→ **AIM 1**: From the book review below, list every line of dialogue that appears inside quotation marks.

→ **SOURCE TEXT**:
********

From the Dot and Duck series

Fowl and friend fight over toys.

Duo Dot and Duck explored manners in How Rude! (2018). Now they are back, learning another tough childhood lesson. Duck finds a stick, but Dot greedily snatches it away. Duck thinks it should be a flag. Dot thinks it is a sword. The two squabble back and forth, grabbing and yelling. “Flag!” “Sword!” Duck tries to negotiate: “Swap the flag for a rabbit?” But Dot is having none of it: “That’s MY toy!” When Duck suggests sharing, Dot ceremoniously offers a tiny leaf while keeping everything else (including the stick). The pair can’t figure out how to agree until Duck utters the most powerful phrase in all of childhood: “I’m telling on you….” Dot quickly acquiesces, and suddenly Duck is the one with all of the toys. Dot is fuming. How selfish! The staccato shouts that dominate the dialogue-only text and the uncluttered, white backdrop emphasize this grumpy feud. Each page turn shows how quickly an argument can escalate. Luckily, the duo realize they miss each other’s company and are able to find a compromise. The argument itself offers hints as a model for social-emotional conflict resolution, but this book is more likely to be used to spark a deeper discussion rather than to provide solo guidance. Duck is a yellow-feathered duck; Dot is a pink-skinned human.

********

→ **THE DATA**:
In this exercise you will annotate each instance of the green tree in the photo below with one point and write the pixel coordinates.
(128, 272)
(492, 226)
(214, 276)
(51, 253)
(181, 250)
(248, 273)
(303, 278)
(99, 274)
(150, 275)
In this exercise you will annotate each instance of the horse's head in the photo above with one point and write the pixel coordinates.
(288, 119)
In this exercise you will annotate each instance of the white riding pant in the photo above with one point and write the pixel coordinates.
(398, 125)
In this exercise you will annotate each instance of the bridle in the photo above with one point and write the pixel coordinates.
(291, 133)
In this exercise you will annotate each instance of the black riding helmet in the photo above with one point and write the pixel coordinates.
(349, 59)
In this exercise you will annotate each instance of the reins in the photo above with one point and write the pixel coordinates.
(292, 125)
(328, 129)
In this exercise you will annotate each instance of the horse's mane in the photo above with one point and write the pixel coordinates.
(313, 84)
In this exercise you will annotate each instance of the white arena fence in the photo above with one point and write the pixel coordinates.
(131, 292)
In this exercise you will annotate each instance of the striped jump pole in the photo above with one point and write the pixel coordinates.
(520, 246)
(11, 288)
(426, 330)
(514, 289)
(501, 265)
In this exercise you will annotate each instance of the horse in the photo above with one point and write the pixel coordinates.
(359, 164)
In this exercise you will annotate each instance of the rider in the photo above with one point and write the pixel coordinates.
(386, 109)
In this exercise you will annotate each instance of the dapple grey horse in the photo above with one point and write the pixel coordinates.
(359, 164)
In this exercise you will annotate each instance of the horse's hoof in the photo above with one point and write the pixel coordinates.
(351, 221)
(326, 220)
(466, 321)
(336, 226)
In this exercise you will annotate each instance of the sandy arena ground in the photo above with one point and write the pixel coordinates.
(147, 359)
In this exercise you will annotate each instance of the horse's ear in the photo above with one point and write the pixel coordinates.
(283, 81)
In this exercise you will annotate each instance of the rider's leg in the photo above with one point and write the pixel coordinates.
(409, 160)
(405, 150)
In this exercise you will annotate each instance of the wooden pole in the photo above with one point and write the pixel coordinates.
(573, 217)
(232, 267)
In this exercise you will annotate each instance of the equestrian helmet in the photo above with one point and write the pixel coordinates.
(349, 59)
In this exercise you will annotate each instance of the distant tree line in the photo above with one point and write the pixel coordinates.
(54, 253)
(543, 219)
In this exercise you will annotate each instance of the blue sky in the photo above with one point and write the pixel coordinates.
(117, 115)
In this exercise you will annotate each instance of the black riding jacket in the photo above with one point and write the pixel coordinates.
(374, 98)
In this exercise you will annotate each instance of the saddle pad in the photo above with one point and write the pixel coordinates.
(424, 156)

********

→ **AIM 2**: Gather every line of the records above that contains the word "pole".

→ **CORRECT RESULT 1**:
“Flag!”
“Sword!”
“Swap the flag for a rabbit?”
“That’s MY toy!”
“I’m telling on you….”

→ **CORRECT RESULT 2**:
In this exercise you will annotate each instance of the striped jump pole in the photo above with one point and write the pixel coordinates.
In this exercise you will annotate each instance of the wooden pole in the photo above with one point and write the pixel coordinates.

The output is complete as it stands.